**Arbeitsauftrag a:** Sammle aus den Einträgen jede Zeile, in der die Zeichenfolge "light" vorkommt, und achte dabei auf Groß- und Kleinschreibung.
------ Vorliegender Text
Das Veranstaltungsgebiet liegt inmitten eines Waldgebiets, direkt am in Hannover beliebten Blauen See sowie dem Naturfreundhaus. Jörg Kowalski, der Veranstalter und Mitbegründer des zweitägigen Spektakels, lockt zusammen mit seinem Team seit 2017 Gäste mit einem abwechslungsreichen Programm in die niedersächsische Landeshauptstadt. So auch am vergangenen Wochenende (28. / 29. August 2021), wenn auch unter Hygieneauflagen, ein Begriff, der zwischen dem 6. und dem 15. Jahrhundert noch eine ganz andere Bedeutung hatte.
Nach einem Veranstalter namens Jörg Kowalski suchte man auf dem Gelände vergeblich; selbiger schlüpfte in die Rolle des Schwarzen Schorsch. Der Geschichtsunterricht in der Schule interessierte Schorsch schon sehr, aber noch nicht so sehr die mittelaterliche Epoche. Die Begeisterung, diese Zeit gefühlt wieder aufleben zu lassen, kam erst im jugendlichen Alter. Nach und nach konnte er in folgenden Jahren immermehr Menschen von dem einstigen Lebensstil begeistern, und schloss sich auch anderen Interessierten an. Fortan gab es gemeinsame Treffen, in dem man diese Zeit versucht, aufzuleben.
Um noch mehr Menschen zu begeistern, wurde die Idee entwickelt, einen mittelalterlichen Markt für interessiertes Publikum anzubieten. Vor vier Jahren war es soweit, und die Hannoveraner sowie die Angereisten erlebten im Ortsteil Misburg erstmals ein Gefühl, wie sich unser Leben vor rund 1000 Jahren abgespielt haben mag. Von nun an gab es dass Fest jährlich für 2 Tage, und 2021 coronabedingt erstmals seit 2 Jahren. Die Besucher erlebten dabei typische Behausungen, die oftmals lediglich aus eine Stoffplatane oder einem Zelt bestehen. Die Händler selbst sind mittelalterlich bekleidet.
------------
------ Datensätze
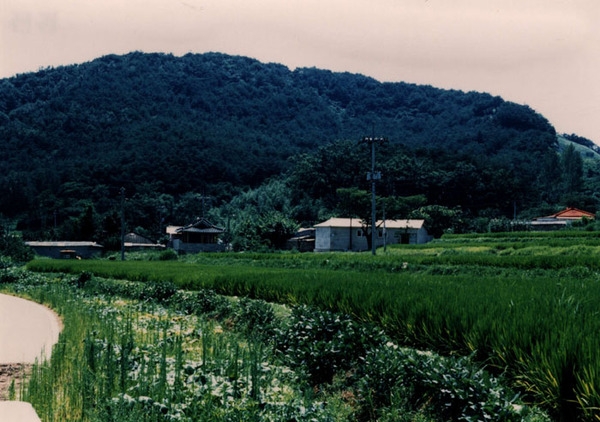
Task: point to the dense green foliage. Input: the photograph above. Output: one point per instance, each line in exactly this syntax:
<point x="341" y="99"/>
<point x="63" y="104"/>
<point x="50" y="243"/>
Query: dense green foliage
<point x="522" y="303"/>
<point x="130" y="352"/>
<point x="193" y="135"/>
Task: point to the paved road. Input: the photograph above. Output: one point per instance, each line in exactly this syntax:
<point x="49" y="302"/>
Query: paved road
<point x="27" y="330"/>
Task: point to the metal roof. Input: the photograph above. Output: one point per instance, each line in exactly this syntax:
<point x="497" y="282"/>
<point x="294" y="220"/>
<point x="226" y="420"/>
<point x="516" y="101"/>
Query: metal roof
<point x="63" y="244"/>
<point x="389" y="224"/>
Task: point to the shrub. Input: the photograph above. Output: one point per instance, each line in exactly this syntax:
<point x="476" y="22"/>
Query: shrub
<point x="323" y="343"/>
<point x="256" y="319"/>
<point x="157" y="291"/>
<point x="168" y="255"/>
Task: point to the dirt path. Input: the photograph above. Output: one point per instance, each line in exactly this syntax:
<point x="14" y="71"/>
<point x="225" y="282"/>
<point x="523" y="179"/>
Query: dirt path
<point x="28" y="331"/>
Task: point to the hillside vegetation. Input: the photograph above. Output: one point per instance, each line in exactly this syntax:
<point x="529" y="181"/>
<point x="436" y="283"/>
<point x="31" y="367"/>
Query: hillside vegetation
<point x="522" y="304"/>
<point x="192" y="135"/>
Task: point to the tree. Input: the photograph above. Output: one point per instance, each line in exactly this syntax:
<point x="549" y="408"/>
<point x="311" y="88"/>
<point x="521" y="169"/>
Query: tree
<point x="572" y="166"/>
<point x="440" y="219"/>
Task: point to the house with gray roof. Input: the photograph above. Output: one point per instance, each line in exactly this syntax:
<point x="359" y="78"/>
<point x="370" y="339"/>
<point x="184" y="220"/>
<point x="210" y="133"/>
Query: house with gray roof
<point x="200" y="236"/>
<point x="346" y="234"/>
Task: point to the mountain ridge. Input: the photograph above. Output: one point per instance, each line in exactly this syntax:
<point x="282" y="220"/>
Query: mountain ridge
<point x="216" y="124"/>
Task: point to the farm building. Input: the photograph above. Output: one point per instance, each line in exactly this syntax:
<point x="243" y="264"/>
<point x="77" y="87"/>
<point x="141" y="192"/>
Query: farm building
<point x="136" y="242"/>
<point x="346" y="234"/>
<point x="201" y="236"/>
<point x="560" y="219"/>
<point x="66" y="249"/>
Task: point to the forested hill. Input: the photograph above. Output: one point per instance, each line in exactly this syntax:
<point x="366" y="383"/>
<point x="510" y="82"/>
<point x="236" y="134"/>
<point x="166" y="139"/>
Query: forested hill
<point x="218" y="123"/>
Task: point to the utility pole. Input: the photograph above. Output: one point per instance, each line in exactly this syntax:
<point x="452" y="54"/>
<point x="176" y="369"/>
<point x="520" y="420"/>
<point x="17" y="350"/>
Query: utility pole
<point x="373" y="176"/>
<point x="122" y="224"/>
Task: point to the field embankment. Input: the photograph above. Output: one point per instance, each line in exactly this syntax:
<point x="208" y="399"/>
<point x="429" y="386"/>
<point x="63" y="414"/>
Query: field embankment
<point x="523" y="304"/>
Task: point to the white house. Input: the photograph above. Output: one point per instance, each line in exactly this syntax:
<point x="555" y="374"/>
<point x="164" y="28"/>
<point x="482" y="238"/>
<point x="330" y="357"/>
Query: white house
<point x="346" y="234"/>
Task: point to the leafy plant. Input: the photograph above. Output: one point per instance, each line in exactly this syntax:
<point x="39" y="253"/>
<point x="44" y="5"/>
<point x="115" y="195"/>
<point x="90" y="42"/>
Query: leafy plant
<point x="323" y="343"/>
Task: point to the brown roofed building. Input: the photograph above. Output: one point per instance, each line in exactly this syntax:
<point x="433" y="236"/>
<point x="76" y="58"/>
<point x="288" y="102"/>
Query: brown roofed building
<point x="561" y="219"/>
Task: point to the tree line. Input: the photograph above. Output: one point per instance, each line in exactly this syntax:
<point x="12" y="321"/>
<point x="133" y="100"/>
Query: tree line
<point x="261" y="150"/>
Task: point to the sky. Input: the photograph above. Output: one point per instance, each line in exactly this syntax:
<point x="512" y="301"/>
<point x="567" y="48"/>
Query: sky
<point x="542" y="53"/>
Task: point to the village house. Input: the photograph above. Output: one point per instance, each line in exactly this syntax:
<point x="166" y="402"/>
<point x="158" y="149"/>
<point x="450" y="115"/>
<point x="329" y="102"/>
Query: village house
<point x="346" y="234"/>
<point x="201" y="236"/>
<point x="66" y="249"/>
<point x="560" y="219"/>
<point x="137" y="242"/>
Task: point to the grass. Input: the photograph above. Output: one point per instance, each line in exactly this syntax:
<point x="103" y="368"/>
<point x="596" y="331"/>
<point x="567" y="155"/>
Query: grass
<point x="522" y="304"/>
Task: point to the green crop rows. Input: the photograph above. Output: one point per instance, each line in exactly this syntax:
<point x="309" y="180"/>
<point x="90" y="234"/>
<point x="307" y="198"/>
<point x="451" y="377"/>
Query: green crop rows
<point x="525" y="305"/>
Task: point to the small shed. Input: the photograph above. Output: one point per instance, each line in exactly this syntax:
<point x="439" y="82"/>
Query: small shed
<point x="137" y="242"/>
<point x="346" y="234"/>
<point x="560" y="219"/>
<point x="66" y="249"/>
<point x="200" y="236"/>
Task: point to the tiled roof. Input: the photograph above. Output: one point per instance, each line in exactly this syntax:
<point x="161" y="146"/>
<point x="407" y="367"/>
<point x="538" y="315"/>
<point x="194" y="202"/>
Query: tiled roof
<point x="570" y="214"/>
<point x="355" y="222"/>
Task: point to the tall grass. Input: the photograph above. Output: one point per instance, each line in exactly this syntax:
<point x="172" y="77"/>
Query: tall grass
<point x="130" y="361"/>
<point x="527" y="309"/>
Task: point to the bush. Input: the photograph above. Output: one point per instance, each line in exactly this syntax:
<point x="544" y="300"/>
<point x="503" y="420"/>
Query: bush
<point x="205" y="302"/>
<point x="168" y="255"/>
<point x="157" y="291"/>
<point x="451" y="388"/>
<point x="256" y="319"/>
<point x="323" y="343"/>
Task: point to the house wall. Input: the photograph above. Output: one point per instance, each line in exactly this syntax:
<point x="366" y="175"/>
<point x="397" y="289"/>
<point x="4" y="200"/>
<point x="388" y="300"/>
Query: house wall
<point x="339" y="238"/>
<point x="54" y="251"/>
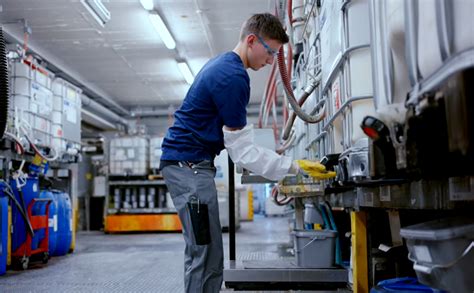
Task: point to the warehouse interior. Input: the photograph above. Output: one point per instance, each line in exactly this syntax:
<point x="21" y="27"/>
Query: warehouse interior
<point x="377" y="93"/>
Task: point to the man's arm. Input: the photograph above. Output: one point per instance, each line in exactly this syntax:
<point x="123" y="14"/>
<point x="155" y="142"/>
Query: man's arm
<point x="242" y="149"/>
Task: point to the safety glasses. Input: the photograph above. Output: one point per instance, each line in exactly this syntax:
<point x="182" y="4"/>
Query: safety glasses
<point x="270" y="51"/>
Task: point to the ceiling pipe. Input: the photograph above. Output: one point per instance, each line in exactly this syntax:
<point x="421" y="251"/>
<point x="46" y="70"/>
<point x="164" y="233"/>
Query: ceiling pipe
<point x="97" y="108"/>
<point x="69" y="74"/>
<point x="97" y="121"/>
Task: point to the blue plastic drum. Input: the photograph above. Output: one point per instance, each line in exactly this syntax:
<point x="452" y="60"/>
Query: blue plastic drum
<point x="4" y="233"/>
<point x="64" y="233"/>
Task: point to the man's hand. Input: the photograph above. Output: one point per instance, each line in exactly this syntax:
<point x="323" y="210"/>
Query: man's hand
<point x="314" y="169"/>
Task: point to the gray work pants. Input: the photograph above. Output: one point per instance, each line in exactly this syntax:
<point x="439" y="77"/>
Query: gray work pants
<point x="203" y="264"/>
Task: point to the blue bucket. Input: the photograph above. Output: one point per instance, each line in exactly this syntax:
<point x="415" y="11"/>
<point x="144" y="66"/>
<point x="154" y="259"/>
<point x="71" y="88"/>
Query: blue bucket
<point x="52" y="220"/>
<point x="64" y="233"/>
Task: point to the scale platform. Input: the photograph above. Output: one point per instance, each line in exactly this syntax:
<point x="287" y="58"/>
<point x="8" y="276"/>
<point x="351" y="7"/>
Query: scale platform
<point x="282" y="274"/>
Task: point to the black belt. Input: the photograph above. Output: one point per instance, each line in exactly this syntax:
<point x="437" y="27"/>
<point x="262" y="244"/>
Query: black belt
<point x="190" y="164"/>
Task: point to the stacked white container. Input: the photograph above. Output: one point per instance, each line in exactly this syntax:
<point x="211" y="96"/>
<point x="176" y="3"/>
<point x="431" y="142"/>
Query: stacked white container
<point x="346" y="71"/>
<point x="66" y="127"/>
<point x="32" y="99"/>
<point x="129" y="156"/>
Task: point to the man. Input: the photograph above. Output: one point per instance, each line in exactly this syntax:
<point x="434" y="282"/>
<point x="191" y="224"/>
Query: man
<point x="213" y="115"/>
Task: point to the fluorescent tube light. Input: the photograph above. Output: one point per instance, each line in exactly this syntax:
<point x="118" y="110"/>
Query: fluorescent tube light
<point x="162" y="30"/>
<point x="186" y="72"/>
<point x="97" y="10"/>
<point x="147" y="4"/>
------------
------ Datensätze
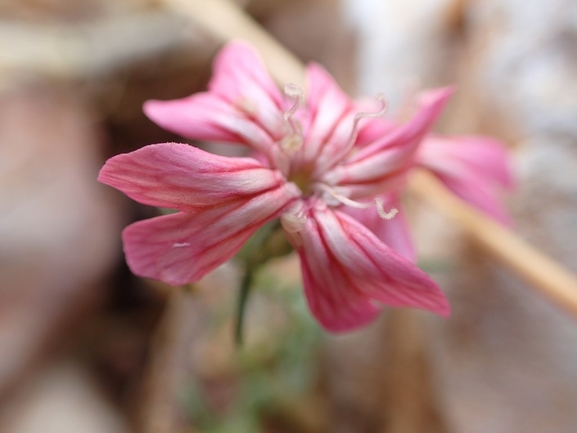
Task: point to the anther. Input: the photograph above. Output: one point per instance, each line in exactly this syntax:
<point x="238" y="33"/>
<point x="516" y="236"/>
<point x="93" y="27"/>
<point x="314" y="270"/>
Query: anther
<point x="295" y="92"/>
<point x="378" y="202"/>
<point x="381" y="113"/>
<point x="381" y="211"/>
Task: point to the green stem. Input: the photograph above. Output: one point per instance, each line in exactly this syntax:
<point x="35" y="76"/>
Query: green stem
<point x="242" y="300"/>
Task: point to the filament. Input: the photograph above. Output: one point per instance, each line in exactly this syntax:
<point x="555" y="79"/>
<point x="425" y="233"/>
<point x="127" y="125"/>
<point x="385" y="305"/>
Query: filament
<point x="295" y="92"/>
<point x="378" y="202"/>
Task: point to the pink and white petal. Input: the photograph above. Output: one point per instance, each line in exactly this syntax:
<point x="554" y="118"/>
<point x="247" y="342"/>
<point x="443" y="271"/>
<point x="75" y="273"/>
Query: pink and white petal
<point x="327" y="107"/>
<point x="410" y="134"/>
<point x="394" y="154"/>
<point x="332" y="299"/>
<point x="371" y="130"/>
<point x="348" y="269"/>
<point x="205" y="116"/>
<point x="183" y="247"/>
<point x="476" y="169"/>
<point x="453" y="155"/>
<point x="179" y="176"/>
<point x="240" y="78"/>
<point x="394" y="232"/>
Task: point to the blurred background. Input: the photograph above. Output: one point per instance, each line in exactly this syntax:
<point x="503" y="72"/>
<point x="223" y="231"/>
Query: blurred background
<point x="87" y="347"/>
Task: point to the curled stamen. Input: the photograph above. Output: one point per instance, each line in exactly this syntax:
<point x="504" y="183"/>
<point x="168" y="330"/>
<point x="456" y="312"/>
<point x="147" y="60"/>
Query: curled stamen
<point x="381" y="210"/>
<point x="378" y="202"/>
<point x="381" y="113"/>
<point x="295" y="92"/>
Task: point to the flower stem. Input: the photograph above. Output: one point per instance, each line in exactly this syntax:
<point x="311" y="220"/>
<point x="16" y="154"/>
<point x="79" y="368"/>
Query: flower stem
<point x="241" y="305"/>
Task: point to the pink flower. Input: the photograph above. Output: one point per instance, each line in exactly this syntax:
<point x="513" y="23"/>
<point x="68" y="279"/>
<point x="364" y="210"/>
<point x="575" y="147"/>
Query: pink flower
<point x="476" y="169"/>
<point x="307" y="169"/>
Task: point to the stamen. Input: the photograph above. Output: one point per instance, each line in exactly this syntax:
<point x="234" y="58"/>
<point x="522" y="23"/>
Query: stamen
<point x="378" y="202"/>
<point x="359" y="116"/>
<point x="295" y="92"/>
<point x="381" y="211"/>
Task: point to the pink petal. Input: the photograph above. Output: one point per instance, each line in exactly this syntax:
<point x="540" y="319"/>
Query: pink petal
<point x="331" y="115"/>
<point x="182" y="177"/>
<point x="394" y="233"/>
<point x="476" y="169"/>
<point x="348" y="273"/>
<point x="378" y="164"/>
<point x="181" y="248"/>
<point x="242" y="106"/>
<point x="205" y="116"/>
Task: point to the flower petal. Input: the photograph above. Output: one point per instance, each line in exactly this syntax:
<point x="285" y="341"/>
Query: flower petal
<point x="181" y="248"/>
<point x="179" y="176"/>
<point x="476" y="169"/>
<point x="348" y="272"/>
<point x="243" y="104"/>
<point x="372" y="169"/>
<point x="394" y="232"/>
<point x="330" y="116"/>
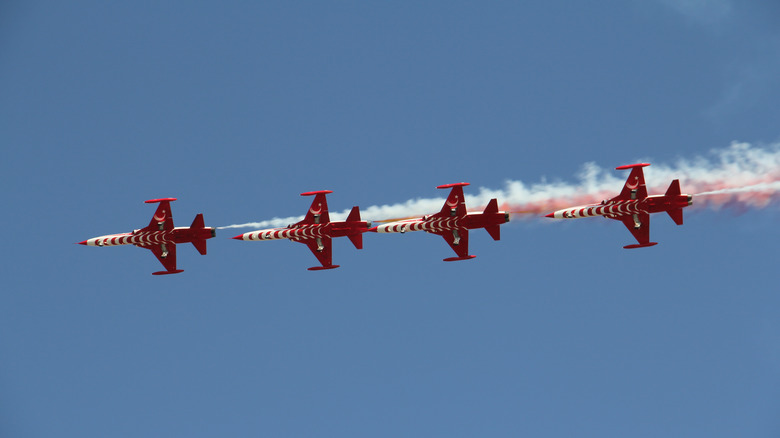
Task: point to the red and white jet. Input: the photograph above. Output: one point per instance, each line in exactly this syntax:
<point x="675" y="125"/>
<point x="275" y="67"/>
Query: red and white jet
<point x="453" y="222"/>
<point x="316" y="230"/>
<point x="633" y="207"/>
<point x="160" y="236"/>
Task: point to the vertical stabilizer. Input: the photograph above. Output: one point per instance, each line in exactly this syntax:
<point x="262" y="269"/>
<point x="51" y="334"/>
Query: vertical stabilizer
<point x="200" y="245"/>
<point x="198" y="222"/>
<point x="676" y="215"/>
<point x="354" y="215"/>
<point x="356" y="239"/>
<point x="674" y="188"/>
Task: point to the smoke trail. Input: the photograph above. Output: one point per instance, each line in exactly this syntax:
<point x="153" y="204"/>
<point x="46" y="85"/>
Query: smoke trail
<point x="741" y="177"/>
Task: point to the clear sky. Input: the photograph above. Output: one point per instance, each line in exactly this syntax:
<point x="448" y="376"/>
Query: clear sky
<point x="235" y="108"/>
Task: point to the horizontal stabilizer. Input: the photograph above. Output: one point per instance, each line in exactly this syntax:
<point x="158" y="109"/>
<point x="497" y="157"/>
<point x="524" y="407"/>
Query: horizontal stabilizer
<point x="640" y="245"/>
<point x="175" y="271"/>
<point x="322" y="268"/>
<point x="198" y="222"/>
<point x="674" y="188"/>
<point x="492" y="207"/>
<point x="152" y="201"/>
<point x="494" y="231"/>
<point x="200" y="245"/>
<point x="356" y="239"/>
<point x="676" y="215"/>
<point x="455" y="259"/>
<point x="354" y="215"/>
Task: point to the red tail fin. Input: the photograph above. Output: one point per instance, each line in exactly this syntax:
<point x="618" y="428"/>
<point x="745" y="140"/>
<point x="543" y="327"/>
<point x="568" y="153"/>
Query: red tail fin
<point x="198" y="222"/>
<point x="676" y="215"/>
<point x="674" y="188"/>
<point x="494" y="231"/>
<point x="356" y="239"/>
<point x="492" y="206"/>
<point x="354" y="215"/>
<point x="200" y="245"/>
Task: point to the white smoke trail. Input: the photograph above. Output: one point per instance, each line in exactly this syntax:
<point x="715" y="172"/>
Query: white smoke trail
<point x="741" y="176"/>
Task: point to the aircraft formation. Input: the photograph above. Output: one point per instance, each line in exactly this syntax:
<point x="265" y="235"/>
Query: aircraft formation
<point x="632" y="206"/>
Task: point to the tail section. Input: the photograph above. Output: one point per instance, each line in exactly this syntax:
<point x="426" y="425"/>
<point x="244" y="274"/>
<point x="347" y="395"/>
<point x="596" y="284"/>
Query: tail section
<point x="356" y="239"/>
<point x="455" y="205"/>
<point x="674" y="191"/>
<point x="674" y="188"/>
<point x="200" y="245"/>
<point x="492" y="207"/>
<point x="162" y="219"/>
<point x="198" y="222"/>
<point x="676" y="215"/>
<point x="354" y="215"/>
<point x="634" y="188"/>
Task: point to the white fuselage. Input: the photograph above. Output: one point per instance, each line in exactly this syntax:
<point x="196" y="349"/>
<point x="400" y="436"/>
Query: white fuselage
------------
**Arbeitsauftrag b:** Aktualisiere den Abschnitt des Textes über den Mittelaltermarkt, der bei den Worten "Das Veranstaltungsgebiet liegt" beginnt und nach "andere Bedeutung hatte." endet, und gib ihn wieder. Setze dabei "dreitägigen" an die Stelle von "zweitägigen".

**Lösung a:**
Task: point to the fluorescent tube light. Input: the photograph above. Output: one point per instance, each line in exactly this syntax:
Query: fluorescent tube light

**Lösung b:**
Das Veranstaltungsgebiet liegt inmitten eines Waldgebiets, direkt am in Hannover beliebten Blauen See sowie dem Naturfreundhaus. Jörg Kowalski, der Veranstalter und Mitbegründer des dreitägigen Spektakels, lockt zusammen mit seinem Team seit 2017 Gäste mit einem abwechslungsreichen Programm in die niedersächsische Landeshauptstadt. So auch am vergangenen Wochenende (28. / 29. August 2021), wenn auch unter Hygieneauflagen, ein Begriff, der zwischen dem 6. und dem 15. Jahrhundert noch eine ganz andere Bedeutung hatte.